-------- Supplied entries --------

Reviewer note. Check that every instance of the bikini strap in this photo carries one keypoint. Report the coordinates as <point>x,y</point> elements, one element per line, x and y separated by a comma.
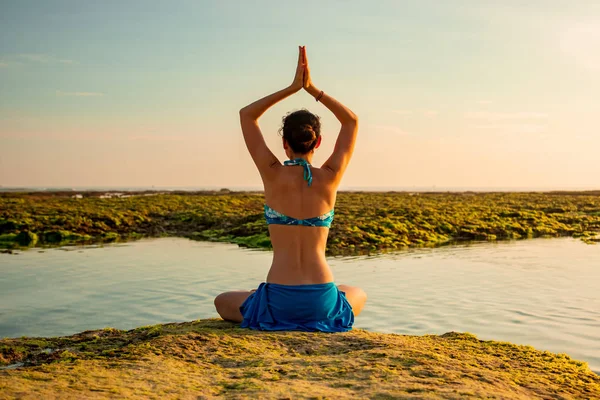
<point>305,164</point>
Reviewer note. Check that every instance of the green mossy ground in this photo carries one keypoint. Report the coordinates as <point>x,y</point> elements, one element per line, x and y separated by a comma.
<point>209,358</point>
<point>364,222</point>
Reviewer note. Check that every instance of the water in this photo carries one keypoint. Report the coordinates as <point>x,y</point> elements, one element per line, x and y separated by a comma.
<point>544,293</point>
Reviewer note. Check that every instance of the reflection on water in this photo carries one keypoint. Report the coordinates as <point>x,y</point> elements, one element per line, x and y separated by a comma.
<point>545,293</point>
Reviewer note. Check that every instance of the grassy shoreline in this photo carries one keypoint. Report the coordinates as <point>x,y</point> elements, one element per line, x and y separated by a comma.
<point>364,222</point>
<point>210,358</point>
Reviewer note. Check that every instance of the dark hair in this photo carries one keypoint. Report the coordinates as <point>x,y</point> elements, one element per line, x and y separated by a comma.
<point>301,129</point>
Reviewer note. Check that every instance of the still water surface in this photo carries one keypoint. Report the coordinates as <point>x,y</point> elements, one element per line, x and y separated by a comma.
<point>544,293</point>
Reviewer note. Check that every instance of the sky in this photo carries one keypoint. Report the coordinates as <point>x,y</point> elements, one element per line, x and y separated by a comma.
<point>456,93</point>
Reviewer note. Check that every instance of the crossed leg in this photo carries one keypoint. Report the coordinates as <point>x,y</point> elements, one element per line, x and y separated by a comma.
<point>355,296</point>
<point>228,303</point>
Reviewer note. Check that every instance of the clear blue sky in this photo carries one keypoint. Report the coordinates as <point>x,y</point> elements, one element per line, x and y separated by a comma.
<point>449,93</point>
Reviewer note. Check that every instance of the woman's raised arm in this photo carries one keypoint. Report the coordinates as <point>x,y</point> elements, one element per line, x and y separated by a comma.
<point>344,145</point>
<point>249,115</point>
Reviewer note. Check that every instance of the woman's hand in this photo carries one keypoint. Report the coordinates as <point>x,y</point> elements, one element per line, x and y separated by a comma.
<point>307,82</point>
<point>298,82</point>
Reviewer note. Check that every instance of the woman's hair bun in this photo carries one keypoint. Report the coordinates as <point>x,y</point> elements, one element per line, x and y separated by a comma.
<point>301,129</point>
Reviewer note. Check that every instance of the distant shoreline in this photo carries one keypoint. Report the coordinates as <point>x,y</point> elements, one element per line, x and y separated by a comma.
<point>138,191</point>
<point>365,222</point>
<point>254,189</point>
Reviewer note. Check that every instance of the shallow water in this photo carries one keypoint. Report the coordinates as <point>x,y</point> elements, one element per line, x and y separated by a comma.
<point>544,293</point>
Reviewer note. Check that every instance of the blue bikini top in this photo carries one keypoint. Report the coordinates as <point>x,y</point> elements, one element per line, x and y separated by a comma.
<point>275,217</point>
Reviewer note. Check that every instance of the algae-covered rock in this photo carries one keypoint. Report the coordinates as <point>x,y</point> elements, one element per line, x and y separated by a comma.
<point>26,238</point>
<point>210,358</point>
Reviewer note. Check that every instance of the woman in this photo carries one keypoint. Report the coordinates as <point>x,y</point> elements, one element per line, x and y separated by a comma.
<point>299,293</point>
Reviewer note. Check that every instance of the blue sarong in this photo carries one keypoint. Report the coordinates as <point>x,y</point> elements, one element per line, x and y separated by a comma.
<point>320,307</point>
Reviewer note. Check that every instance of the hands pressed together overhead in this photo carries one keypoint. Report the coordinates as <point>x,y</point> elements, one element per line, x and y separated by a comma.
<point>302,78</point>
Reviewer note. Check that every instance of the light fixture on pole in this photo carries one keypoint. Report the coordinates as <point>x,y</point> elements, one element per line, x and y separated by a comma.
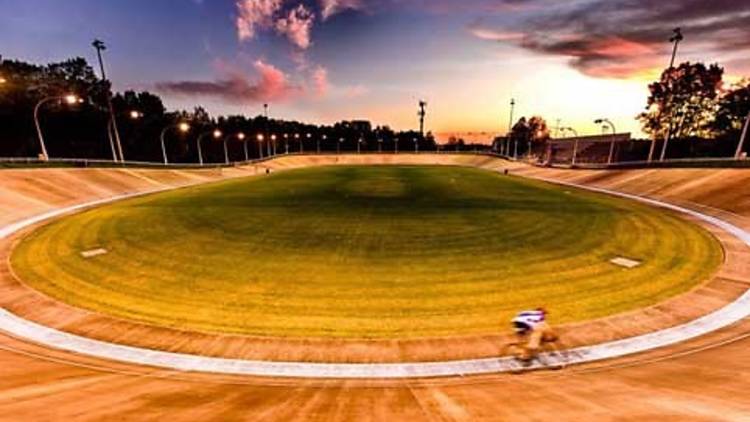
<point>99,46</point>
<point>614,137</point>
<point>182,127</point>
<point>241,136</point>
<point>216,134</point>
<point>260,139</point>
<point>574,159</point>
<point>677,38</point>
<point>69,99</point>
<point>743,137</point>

--------

** Task **
In every line, swap "keypoint" for "marker" and change nothing else. Leave the pictures out of your answer.

** Finished task **
Reviewer note. Check that every instance of the bikini strap in this photo carries one marker. Report the coordinates as <point>x,y</point> elements, one element per line, x and y separated by a comma.
<point>305,164</point>
Reviewer note. Check that every instance of the green mossy ground in this photo carries one marker. Report the coordinates as <point>x,y</point> elements, one element per line, x and y separated by a comma.
<point>209,358</point>
<point>364,222</point>
Reviewer note. Check that every instance of the water in this photo carries one marker. Report the coordinates as <point>x,y</point> elements, one element per line, x and y separated by a comma.
<point>544,293</point>
Reviewer note. Check that every instance of the reflection on water in this photo carries one marker. Report the coordinates as <point>x,y</point> elements, one element per line, x and y separated by a comma.
<point>545,293</point>
Reviewer note. Check that every instance of the grassy shoreline in this photo carries one marker. Report the coordinates as <point>x,y</point> elements, one element per line, x and y separated by a comma.
<point>364,222</point>
<point>210,358</point>
Reviewer note. Check that every instance of the dark hair in this photo carries one marker. Report the coordinates as <point>x,y</point> elements, one element per line, x and y separated by a comma.
<point>301,129</point>
Reviewer note. Check that every instance of the still water surface in this photo carries one marker. Report the coordinates as <point>x,y</point> elements, one element per line, x and y separated by a comma.
<point>544,293</point>
Reviewer note. Check that every instance of the sky in this photo carries one marker. Report the coordinates as <point>x,y</point> elements, one element per line, x and y separated by a comma.
<point>456,93</point>
Reviewer note. Check that every instance of the crossed leg in this photo carries one marker. Report the coordinates as <point>x,y</point> elements, one element per line, x and y separated by a comma.
<point>355,296</point>
<point>228,303</point>
Reviewer note. Check that every instance of the clear blue sky in this photo carries one marker. Report the coordinates as <point>x,y</point> elements, one element per line, x and y separated by a comma.
<point>449,93</point>
Reviewer note. Check that every instance of the woman's raised arm in this photo carries one marker. Report the coordinates as <point>x,y</point> elements, one element per line, x and y separated by a comma.
<point>344,145</point>
<point>249,115</point>
Reviewer note. Check that every instance of the woman's hand in this photo carries one marker. Report the coordinates as <point>x,y</point> elements, one element per line, x and y separated by a comma.
<point>307,82</point>
<point>298,82</point>
Reviewer note. Check that every instance of the woman's hair bun in this photo carries one marker. Report the coordinates as <point>x,y</point> elements, one element per line, x and y separated by a comma.
<point>301,129</point>
Reviewer note. Check that every instance of the distant shoreline in this photo carries one marker. Report the coordinates as <point>x,y</point> elements, one element per line, x and y separated by a comma.
<point>138,191</point>
<point>365,222</point>
<point>254,189</point>
Reviewer note. Check that every instance of the shallow water in this photo carries one marker. Report the coordinates as <point>x,y</point> elements, one element per line, x and y separated by a comma.
<point>544,293</point>
Reviewer note. Check that every instance of the blue bikini top in this photo carries one marker. Report the coordinates as <point>x,y</point> elements, one element per line, x and y separated by a comma.
<point>275,217</point>
Reviewer note. Check that every instance of the algae-covered rock in this photo carries one marker. Report the coordinates as <point>x,y</point> elements, one element per line, x and y separated by a comma.
<point>26,238</point>
<point>210,358</point>
Reviewer note. Check that every instance of the woman in this photo carries one marker. Report the coordinates as <point>x,y</point> elements, one element per line, x and y separated by a comma.
<point>299,293</point>
Reviewer note. Check that every instance of the blue sarong in this photo carries one marker. Report the coordinates as <point>x,y</point> elements, one element per line, x and y separated by a comma.
<point>320,307</point>
Reviewer note. Check that every instance of the hands pressed together overhead in this photo carries one marker. Report the coordinates as <point>x,y</point> elements, one element per line, x and y separated by a comma.
<point>302,78</point>
Reviewer note. Check that every instance of the light fixture on pole in this photo carries one marker. Report the coordinates as <point>x,y</point> elements, one element per line, x and y separated by a comma.
<point>99,46</point>
<point>614,137</point>
<point>182,127</point>
<point>241,136</point>
<point>216,134</point>
<point>260,139</point>
<point>574,159</point>
<point>677,38</point>
<point>69,99</point>
<point>743,137</point>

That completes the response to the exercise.